The records >>
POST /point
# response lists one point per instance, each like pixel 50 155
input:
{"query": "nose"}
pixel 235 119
---
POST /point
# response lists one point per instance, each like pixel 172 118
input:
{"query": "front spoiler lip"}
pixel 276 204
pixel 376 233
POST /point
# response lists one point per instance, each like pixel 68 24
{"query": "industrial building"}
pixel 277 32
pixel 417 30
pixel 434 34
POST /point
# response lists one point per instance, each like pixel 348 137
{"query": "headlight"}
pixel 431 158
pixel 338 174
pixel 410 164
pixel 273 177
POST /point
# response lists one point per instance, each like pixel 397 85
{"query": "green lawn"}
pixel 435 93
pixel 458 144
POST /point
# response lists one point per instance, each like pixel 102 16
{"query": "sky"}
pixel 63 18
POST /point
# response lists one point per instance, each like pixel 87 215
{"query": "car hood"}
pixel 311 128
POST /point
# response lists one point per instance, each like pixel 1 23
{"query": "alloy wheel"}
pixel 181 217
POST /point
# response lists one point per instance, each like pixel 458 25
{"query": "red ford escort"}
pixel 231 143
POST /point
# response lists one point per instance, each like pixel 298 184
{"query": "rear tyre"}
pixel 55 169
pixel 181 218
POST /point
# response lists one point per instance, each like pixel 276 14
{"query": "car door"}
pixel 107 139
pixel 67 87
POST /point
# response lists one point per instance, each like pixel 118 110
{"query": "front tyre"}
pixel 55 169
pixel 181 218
* * *
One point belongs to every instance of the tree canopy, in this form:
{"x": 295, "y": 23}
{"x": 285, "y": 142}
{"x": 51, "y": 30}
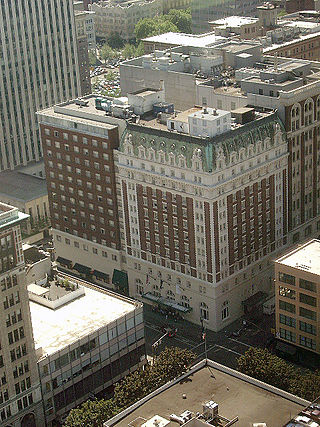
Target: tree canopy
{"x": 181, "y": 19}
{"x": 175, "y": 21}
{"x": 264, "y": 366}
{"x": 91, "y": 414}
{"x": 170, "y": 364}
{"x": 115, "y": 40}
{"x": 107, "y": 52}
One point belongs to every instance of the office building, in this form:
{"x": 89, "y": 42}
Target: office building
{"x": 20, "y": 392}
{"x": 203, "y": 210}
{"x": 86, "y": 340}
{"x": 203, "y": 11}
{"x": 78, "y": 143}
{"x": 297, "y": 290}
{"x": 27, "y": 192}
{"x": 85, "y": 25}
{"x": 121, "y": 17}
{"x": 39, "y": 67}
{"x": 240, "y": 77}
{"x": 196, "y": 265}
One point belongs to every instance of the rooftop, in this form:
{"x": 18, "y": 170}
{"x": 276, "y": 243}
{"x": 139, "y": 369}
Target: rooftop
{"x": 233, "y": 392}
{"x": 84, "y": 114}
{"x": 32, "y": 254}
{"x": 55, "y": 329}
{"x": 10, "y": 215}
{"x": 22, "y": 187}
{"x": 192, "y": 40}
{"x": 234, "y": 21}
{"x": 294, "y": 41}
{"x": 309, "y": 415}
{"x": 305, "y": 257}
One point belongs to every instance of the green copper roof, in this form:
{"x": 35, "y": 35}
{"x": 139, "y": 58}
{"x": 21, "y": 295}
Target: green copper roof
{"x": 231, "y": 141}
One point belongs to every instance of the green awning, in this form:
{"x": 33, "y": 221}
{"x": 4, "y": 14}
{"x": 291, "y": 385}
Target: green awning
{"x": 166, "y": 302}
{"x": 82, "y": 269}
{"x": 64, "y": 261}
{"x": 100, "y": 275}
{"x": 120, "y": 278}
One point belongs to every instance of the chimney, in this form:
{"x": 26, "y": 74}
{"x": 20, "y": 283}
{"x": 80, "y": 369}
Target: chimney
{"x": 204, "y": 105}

Problem requirements >>
Determine how many lines of the listing contain the string "response", and give only the number.

Written solution >>
12